╭─ MATERIAL TO PROCESS

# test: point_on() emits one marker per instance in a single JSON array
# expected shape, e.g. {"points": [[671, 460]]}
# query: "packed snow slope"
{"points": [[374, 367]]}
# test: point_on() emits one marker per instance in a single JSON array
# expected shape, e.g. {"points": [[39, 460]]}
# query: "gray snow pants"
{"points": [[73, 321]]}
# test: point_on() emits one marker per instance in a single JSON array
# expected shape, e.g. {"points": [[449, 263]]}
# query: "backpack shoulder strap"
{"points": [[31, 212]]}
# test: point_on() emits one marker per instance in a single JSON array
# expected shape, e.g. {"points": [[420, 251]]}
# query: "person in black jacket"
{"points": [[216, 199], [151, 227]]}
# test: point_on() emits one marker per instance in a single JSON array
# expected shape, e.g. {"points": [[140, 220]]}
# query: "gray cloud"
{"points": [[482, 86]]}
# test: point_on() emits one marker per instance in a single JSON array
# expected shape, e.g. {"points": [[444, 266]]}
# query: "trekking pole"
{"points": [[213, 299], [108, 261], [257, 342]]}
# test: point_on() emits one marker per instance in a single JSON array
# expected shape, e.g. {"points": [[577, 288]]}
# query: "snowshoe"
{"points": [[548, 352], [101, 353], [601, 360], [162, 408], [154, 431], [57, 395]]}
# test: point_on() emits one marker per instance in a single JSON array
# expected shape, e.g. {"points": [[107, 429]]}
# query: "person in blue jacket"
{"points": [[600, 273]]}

╰─

| THE TASK |
Copy the listing above with every "jacket" switched to "coat", and keep everything else the same.

| THE COMPLETED TASK |
# test: point_on() emits one marker per instance in a single JSON array
# expected shape, e.g. {"points": [[671, 460]]}
# query: "packed snow slope"
{"points": [[374, 367]]}
# test: point_on() emits one marker per instance in a single JSON array
# expected shape, e.g. {"points": [[39, 460]]}
# query: "gray snow pants"
{"points": [[73, 321]]}
# test: point_on() emits one marker per instance in a single JSON array
# expected shape, e.g. {"points": [[449, 263]]}
# query: "backpack shoulder strap"
{"points": [[31, 212]]}
# test: point_on() emits one marker per instance in a single JSON array
# expected shape, e.g. {"points": [[420, 251]]}
# query: "person in black coat"
{"points": [[216, 199], [151, 227]]}
# test: point_on() emits one marker per instance in a single JSON array
# expected shape, e.g. {"points": [[140, 220]]}
# query: "gray cloud"
{"points": [[482, 86]]}
# test: point_on() emits one marker per instance in a single JSON array
# expected shape, e.g. {"points": [[444, 266]]}
# query: "trekking pole"
{"points": [[213, 299], [108, 261], [257, 342]]}
# test: point_on() emits one marker per instance in a single JSON array
# expected shape, e.g. {"points": [[577, 288]]}
# query: "snowshoe"
{"points": [[548, 352], [101, 353], [601, 360], [162, 408], [154, 431], [57, 395]]}
# test: point_on() emits one marker per instance in a single JSON array
# expected shape, e.g. {"points": [[107, 429]]}
# query: "person in blue coat"
{"points": [[600, 273]]}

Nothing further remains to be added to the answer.